## begin RECORDS PROVIDED
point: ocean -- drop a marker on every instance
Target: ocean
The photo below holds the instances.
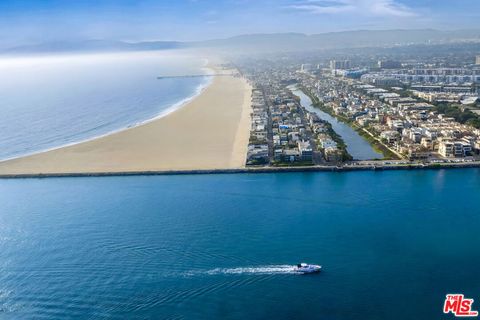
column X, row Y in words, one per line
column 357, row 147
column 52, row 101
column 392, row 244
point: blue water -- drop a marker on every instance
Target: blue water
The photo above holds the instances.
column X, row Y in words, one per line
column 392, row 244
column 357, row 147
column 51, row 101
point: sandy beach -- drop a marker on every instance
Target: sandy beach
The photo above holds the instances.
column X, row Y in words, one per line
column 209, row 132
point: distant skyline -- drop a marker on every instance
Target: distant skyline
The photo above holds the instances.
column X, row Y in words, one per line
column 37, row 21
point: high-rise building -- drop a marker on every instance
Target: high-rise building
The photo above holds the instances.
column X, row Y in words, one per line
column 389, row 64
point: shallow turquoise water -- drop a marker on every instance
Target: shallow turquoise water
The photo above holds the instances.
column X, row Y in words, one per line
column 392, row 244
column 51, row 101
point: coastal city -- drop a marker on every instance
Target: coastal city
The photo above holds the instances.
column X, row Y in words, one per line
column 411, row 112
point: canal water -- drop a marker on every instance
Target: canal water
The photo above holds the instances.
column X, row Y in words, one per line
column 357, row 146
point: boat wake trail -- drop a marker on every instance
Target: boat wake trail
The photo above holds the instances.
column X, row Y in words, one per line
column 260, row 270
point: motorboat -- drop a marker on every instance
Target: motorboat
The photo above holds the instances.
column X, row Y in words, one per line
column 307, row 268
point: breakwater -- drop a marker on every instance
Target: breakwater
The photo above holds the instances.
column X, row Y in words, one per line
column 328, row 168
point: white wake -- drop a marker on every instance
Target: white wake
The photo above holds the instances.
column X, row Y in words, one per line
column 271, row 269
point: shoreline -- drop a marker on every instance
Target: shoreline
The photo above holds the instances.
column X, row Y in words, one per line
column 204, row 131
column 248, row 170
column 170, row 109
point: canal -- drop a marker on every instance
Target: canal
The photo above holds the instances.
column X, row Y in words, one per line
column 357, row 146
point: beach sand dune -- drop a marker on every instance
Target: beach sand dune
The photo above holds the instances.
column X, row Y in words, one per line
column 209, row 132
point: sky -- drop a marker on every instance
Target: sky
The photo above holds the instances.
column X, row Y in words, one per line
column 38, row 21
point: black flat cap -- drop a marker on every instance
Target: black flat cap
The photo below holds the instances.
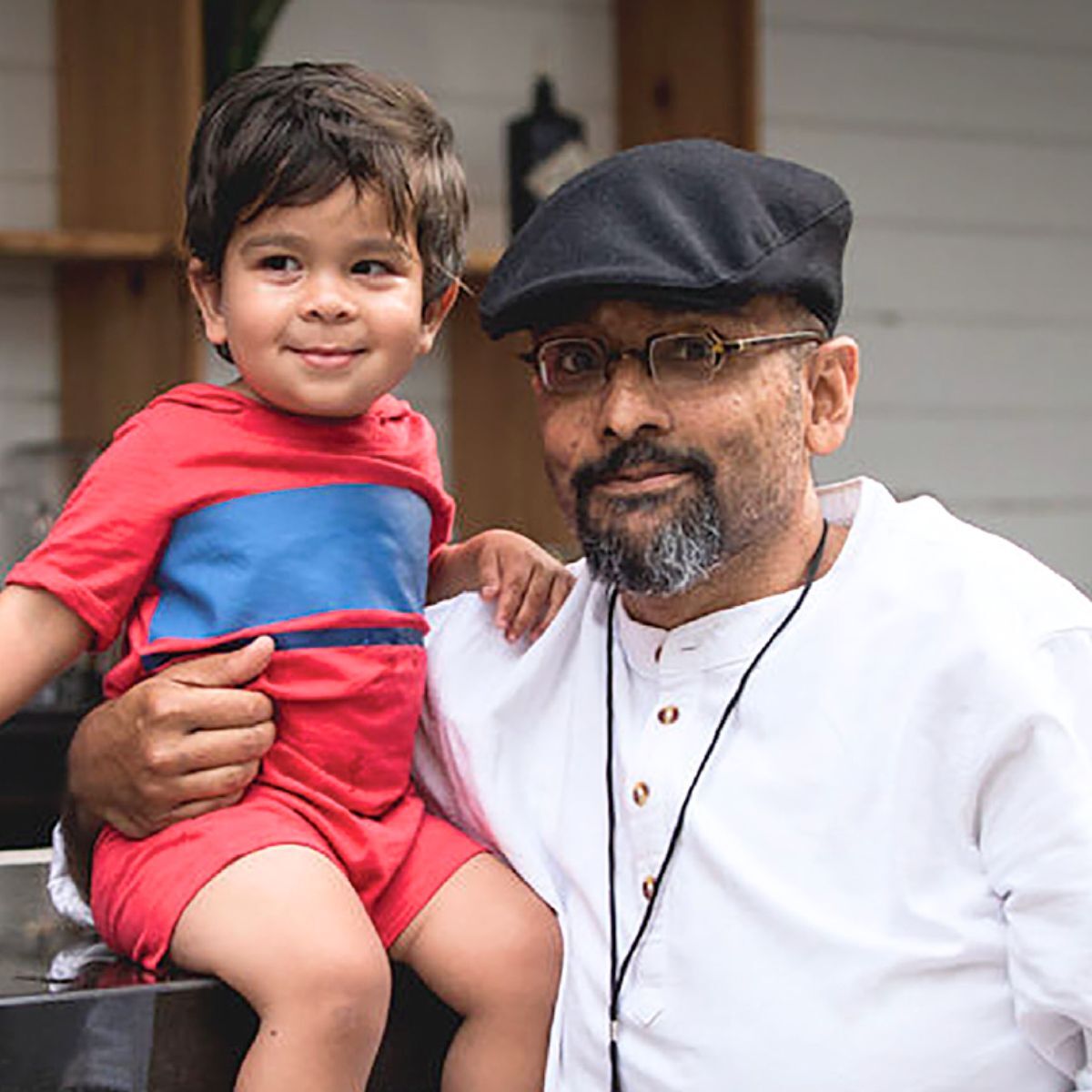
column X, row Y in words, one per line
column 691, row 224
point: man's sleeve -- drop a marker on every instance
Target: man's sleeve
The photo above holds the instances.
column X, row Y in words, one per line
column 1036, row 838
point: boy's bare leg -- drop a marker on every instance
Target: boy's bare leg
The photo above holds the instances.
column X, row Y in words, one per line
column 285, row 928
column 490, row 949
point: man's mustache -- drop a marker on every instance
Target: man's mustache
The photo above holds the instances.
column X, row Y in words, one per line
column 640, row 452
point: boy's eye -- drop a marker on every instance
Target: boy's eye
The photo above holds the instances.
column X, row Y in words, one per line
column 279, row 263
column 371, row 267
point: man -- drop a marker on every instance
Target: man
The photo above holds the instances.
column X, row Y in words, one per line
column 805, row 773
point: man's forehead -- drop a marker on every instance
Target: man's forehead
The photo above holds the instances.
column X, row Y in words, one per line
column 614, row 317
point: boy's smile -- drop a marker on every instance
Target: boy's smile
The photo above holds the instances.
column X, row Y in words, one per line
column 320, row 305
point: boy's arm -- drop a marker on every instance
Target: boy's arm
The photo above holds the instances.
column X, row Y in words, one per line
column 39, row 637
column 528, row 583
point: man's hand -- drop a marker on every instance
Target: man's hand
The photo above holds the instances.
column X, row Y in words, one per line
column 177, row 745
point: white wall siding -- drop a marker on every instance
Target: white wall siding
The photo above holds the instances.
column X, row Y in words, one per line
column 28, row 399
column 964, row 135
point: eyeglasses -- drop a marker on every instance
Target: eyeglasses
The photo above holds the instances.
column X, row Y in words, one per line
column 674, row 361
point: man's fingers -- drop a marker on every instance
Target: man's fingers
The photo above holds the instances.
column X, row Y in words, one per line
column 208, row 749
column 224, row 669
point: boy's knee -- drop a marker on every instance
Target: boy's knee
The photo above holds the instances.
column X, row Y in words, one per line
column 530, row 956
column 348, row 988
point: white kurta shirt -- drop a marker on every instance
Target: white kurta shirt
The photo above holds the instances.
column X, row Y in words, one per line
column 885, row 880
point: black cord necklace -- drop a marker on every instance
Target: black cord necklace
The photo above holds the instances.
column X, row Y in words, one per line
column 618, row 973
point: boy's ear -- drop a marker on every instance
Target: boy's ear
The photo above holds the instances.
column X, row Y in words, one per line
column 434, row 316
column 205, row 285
## end RECORDS PROVIDED
## begin RECORDS PROVIDED
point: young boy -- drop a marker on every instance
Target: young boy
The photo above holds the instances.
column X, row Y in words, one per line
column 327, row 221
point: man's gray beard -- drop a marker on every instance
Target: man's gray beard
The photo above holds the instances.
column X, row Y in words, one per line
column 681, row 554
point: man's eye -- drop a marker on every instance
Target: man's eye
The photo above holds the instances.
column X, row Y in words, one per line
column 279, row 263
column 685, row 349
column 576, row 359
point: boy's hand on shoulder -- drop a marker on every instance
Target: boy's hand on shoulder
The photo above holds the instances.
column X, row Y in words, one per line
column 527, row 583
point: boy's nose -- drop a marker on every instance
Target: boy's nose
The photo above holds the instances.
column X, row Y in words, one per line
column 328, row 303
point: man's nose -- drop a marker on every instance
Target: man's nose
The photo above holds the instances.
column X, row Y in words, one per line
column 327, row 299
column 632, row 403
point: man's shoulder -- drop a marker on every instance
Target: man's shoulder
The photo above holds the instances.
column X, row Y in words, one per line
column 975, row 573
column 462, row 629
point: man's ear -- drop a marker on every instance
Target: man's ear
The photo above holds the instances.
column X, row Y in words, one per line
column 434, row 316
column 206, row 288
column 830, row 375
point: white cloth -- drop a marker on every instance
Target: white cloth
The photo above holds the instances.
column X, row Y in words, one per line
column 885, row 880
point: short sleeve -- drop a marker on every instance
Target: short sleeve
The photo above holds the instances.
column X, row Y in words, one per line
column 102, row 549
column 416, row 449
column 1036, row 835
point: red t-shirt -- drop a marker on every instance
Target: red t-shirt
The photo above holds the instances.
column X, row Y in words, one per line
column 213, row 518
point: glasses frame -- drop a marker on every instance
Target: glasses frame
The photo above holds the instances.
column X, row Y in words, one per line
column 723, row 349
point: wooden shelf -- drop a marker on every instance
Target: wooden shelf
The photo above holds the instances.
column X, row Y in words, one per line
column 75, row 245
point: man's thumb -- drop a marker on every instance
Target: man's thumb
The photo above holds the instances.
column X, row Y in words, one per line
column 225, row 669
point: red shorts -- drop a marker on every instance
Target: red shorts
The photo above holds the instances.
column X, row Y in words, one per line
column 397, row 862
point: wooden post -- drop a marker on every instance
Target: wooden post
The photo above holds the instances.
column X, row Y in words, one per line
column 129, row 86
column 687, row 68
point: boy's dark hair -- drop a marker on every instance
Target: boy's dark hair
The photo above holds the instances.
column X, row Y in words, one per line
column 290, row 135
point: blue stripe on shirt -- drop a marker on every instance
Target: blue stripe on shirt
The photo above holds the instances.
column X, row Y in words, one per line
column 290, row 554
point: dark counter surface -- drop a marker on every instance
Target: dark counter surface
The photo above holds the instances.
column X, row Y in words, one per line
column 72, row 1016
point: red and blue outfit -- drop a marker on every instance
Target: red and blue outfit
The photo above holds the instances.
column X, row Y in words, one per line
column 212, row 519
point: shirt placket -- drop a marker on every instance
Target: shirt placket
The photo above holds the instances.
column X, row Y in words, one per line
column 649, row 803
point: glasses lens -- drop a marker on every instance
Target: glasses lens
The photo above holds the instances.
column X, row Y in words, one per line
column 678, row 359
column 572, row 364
## end RECORDS PROVIDED
Reproduce the material from the line containing "point: shirt placket" up to and including the line containing "column 572, row 364", keeping every line unchanged.

point: shirt placket -- drop a marker on every instance
Target: shirt placket
The photo above holds the instances.
column X, row Y in words, one per line
column 649, row 803
point: glasses lens -- drop a marker on every instance
Target: glasses lens
The photo above holds the instances.
column X, row Y in words, one per line
column 678, row 359
column 572, row 364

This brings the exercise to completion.